EXERCISE BRIEF. Without any of its pictures, the listing below should be output exactly.

DATA PROVIDED.
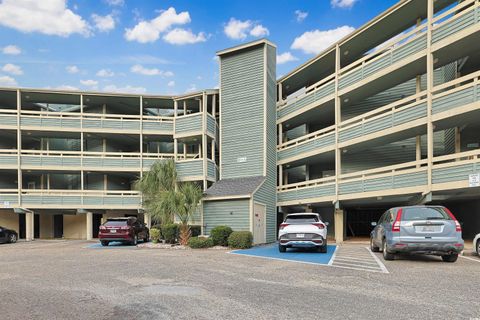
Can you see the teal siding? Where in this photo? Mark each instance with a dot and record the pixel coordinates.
(242, 114)
(267, 193)
(232, 213)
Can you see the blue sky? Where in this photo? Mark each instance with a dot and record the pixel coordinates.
(159, 47)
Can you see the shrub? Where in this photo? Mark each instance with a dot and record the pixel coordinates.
(170, 232)
(196, 230)
(220, 235)
(240, 240)
(200, 242)
(155, 234)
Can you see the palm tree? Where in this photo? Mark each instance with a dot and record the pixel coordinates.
(157, 186)
(164, 197)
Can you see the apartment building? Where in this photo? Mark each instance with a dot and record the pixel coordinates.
(386, 116)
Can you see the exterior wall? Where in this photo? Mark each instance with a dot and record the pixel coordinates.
(9, 220)
(232, 213)
(242, 113)
(75, 226)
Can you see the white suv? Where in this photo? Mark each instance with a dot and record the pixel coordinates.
(303, 230)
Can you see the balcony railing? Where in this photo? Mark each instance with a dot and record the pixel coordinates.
(399, 48)
(390, 116)
(312, 143)
(456, 19)
(314, 95)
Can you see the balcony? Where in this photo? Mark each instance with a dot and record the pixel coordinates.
(94, 199)
(318, 190)
(410, 177)
(314, 96)
(453, 171)
(406, 48)
(311, 144)
(393, 118)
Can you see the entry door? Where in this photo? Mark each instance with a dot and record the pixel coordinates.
(259, 223)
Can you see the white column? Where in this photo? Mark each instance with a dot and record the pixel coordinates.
(89, 217)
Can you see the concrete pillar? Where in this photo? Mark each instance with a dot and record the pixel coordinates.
(89, 217)
(29, 225)
(339, 222)
(147, 220)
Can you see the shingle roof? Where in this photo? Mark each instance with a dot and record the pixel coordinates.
(234, 187)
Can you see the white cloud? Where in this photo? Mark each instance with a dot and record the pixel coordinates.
(103, 23)
(12, 69)
(300, 15)
(315, 41)
(124, 89)
(105, 73)
(89, 83)
(149, 31)
(6, 81)
(139, 69)
(182, 36)
(11, 50)
(342, 3)
(285, 57)
(259, 31)
(236, 29)
(47, 17)
(72, 69)
(115, 2)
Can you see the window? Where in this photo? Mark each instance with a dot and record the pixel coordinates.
(424, 213)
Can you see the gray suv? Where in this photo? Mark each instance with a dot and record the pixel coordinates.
(430, 230)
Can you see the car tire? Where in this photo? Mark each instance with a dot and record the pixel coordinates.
(450, 257)
(135, 240)
(387, 255)
(373, 248)
(12, 238)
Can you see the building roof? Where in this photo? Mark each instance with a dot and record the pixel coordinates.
(234, 187)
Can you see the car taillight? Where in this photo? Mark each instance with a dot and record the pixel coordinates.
(458, 227)
(283, 225)
(396, 223)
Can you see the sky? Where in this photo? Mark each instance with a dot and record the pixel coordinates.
(160, 47)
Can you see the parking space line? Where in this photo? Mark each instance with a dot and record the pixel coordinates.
(382, 266)
(471, 259)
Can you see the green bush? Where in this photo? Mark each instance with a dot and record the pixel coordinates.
(200, 242)
(220, 235)
(196, 230)
(170, 232)
(240, 240)
(155, 234)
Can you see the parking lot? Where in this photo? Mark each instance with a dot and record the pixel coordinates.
(71, 280)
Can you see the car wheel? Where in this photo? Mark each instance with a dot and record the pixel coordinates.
(450, 257)
(12, 238)
(373, 248)
(386, 255)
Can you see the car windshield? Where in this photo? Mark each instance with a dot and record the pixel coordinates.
(299, 219)
(116, 223)
(426, 213)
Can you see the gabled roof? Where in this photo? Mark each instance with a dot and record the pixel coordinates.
(235, 187)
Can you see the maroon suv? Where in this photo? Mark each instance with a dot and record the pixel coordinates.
(126, 230)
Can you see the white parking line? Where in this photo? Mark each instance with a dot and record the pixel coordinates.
(382, 266)
(471, 259)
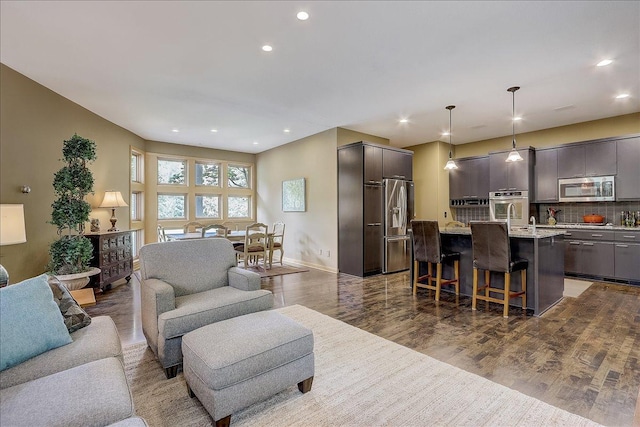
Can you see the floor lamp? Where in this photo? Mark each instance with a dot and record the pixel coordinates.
(12, 232)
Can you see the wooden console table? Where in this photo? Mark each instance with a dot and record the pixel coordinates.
(113, 255)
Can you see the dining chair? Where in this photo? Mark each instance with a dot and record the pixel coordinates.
(192, 227)
(276, 242)
(221, 230)
(492, 252)
(427, 248)
(162, 237)
(255, 246)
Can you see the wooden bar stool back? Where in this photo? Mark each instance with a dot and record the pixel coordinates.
(492, 252)
(427, 247)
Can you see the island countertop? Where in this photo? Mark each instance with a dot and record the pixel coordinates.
(520, 232)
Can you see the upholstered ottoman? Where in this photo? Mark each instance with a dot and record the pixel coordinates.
(232, 364)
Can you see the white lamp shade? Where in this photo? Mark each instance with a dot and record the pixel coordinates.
(112, 199)
(12, 230)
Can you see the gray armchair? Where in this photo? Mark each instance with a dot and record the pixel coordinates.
(188, 284)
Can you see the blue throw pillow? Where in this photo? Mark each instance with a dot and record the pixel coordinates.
(30, 322)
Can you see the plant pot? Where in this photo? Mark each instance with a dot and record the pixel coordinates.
(76, 281)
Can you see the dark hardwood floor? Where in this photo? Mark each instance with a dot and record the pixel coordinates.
(583, 355)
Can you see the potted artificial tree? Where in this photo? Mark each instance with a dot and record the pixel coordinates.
(72, 252)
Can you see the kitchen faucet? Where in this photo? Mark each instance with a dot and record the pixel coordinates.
(509, 206)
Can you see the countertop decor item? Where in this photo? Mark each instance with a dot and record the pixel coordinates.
(113, 200)
(12, 232)
(593, 219)
(513, 156)
(71, 253)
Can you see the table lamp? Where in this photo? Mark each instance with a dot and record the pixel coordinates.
(12, 232)
(113, 200)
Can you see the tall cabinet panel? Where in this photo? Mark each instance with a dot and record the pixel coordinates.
(361, 168)
(628, 178)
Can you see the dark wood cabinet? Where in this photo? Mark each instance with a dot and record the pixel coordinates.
(546, 175)
(361, 169)
(470, 180)
(628, 178)
(587, 159)
(510, 176)
(112, 254)
(397, 164)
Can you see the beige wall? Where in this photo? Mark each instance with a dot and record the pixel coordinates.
(34, 123)
(315, 159)
(596, 129)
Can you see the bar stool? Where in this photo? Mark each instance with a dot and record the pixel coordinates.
(492, 252)
(427, 247)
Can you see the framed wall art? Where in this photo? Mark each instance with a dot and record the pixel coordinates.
(293, 195)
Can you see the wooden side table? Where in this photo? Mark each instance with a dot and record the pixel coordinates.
(113, 255)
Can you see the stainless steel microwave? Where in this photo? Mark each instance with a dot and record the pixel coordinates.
(589, 189)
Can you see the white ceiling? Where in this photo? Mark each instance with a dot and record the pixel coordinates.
(152, 66)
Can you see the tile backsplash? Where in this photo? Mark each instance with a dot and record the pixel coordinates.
(573, 212)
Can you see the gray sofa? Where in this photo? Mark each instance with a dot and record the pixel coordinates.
(79, 384)
(188, 284)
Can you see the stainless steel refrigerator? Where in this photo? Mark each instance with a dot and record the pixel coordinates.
(398, 205)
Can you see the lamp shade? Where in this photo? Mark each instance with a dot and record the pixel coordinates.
(112, 199)
(12, 230)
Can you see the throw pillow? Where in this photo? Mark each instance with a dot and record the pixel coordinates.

WRITTEN RESPONSE.
Can you see the teal siding? Where in this photo? Mark each instance with a dot and record the pixel coordinates.
(242, 114)
(267, 193)
(232, 213)
Can you see the blue sky? Where in this photo? Mark each instance with a dot and record the pixel coordinates.
(159, 47)
Can you see the shrub? Where in this photo? Mark each instance with a dot and record the pixel coordinates.
(170, 232)
(196, 230)
(220, 235)
(240, 240)
(200, 242)
(155, 234)
Can you see the palm tree? Where in this photo? Mark each instance with a dot and record the pixel coordinates.
(157, 186)
(164, 197)
Can you see the apartment building? Where in this photo? Mark each instance with a dot and record the pixel coordinates.
(386, 116)
Can you see the exterior wall? Where in this photo? Mark each instance with a dot and record the pixel coordinates.
(9, 220)
(232, 213)
(242, 113)
(75, 226)
Can you see the white suv? Where in this photo? Mark each instance with a dot and record the pixel coordinates.
(303, 230)
Can you see the balcony railing? Where in this photo? Mark each instance with a dot and record the pixel coordinates.
(399, 48)
(390, 116)
(312, 143)
(456, 19)
(314, 95)
Can you see the balcony? Where in this photo? Mark each instance with a dot and record the pixel coordinates.
(94, 199)
(318, 190)
(410, 177)
(314, 96)
(453, 171)
(406, 48)
(311, 144)
(393, 118)
Can you see the entry door? Where in this photo? Mark each instance with a dot and record the pixel coordinates.
(259, 223)
Can you see the white column? Where in this photo? Mark each instance with a dot and record the pixel coordinates.
(89, 217)
Can you see the concrete pillar? Where in this photo? Mark each instance with a dot and record the pixel coordinates.
(89, 217)
(29, 225)
(339, 222)
(147, 220)
Can you see the shingle roof? Where in this photo? Mark each instance with a dot and record the pixel coordinates.
(234, 187)
Can you see the white cloud? Where in this photo? Mark each instance with a dot and record the pixel coordinates.
(103, 23)
(12, 69)
(300, 15)
(315, 41)
(124, 89)
(105, 73)
(89, 83)
(149, 31)
(6, 81)
(139, 69)
(182, 36)
(11, 50)
(342, 3)
(285, 57)
(259, 31)
(236, 29)
(47, 17)
(72, 69)
(115, 2)
Can you see the window? Where in this photo? Mark each instance with a dot and record the pixel coordinates.
(424, 213)
Can you see the gray suv? Where in this photo? Mark each instance with a dot and record the pixel coordinates.
(430, 230)
Can you see the car tire? Where in this photo? Mark each instance with a dot and record the pixel coordinates.
(450, 257)
(135, 240)
(387, 255)
(373, 248)
(12, 238)
Can you see the building roof? Where in this photo? Mark each instance with a dot and record the pixel coordinates.
(234, 187)
Can you see the car taillight? Where in this photo? Mark each instance with a dot and record the pixel coordinates.
(458, 227)
(283, 225)
(396, 223)
Can you see the sky? Where in this photo? Mark each instance with a dot and record the pixel coordinates.
(160, 47)
Can you see the parking space line? Where in this photo? Mark each instance with a dot and record the pixel coordinates.
(382, 266)
(471, 259)
Can you see the green bush? Where in this photo? Mark each instance with a dot and record the pixel coordinates.
(200, 242)
(220, 235)
(196, 230)
(170, 232)
(240, 240)
(155, 234)
Can you see the parking lot? Where in this photo? Mark each instance with a dot and record the pixel coordinates.
(71, 280)
Can you see the car wheel? Where in this photo? Mark each instance with a dot and record the pixel coordinates.
(450, 257)
(12, 238)
(373, 248)
(386, 255)
Can you see the car windshield? Where in this photo? Mark each instance with a dot and record the pixel coordinates.
(299, 219)
(116, 223)
(426, 213)
Can you see the gabled roof? Where in this photo? Mark each instance with a dot and record the pixel coordinates.
(235, 187)
Can you see the maroon suv? Where in this photo? Mark each instance with a dot and record the pixel coordinates.
(126, 230)
Can you see the white parking line? Where in this photo? Mark each instance with a dot and record the pixel coordinates.
(382, 266)
(471, 259)
Can you see the floor lamp? Where in this photo? Mark each instance with a dot and record the pixel coordinates.
(12, 232)
Can you see the wooden console table? Where in this photo? Mark each instance with a dot and record the pixel coordinates.
(113, 255)
Can you see the dining chair? Where in this photo? Mark each instance with a dot and record the pixel coordinates.
(192, 227)
(276, 242)
(221, 230)
(492, 252)
(427, 248)
(162, 237)
(255, 246)
Can you see the wooden bar stool back? Where in this photo? Mark each instance with a dot and record the pixel coordinates.
(492, 252)
(427, 247)
Can you see the island countertop? Where in this photo? Mark each instance with a dot and record the pixel coordinates.
(520, 232)
Can you see the upholstered ottoman? Where in this photo? Mark each instance with a dot and record the pixel coordinates.
(232, 364)
Can you see the white lamp shade? Where in this photo? Mark each instance with a dot and record the pixel coordinates.
(112, 199)
(12, 230)
Can you see the gray armchair? Where in this photo? Mark each instance with a dot and record the pixel coordinates.
(188, 284)
Can you see the blue throw pillow? Where in this photo? Mark each instance with a dot and record the pixel coordinates.
(30, 322)
Can you see the plant pot? Where in this photo? Mark each instance with a dot and record the pixel coordinates.
(76, 281)
Can you see the dark hardwood floor? Where in this photo? Mark each instance with a dot and record the pixel coordinates.
(583, 355)
Can you see the potted artificial tree? Where in this photo? Mark each instance with a dot and record the pixel coordinates.
(72, 252)
Can you see the kitchen faucet? Where in this photo? Mark each instance with a dot and record the pixel coordinates.
(509, 206)
Can you see the countertop decor item? Where in this photo? Mark each instance with a dot and record the pixel coordinates.
(113, 200)
(12, 232)
(593, 219)
(513, 156)
(71, 253)
Can you see the table lamp? Where in this photo? Mark each instance with a dot and record the pixel coordinates.
(12, 232)
(113, 200)
Can you see the tall cabinet panel? Where in this photo? Mark each instance with a dot and record the pixel coordinates.
(361, 168)
(628, 178)
Can you see the dark wood cabinet? Where in this photo? Mark each instance with a dot and record the pixel coordinates.
(546, 175)
(361, 169)
(470, 180)
(628, 178)
(587, 159)
(510, 176)
(112, 254)
(397, 164)
Can you see the beige wall? Where in this photo? Mark each instance with a dot and record the pixel coordinates.
(34, 123)
(315, 159)
(596, 129)
Can you see the bar stool? Where in this photo? Mark each instance with a dot and record the pixel coordinates.
(492, 252)
(427, 247)
Can you see the framed wall art? Where in this photo? Mark each instance with a dot and record the pixel coordinates.
(293, 195)
Can you see the wooden side table? Where in this photo? Mark each instance with a dot and record the pixel coordinates.
(113, 255)
Can you see the stainless steel microwave? Where in this photo? Mark each instance with a dot and record the pixel coordinates.
(589, 189)
Can you see the white ceiling? Where in this photo? Mark each instance with a dot and record the pixel coordinates.
(152, 66)
Can you see the tile backsplash? Where in this photo? Mark each instance with a dot and record the pixel coordinates.
(573, 212)
Can you see the gray sofa? Where in this photo? Mark each instance with a dot and record the pixel coordinates.
(79, 384)
(188, 284)
Can you see the stainless steel refrigerator? Where in this photo? Mark each instance with a dot and record the pixel coordinates.
(398, 205)
Can you see the lamp shade? Where in this photo? Mark each instance with a dot and record the pixel coordinates.
(112, 199)
(12, 230)
Can you see the throw pillow? Where in this photo? Mark each instance with a dot and record the pixel coordinates.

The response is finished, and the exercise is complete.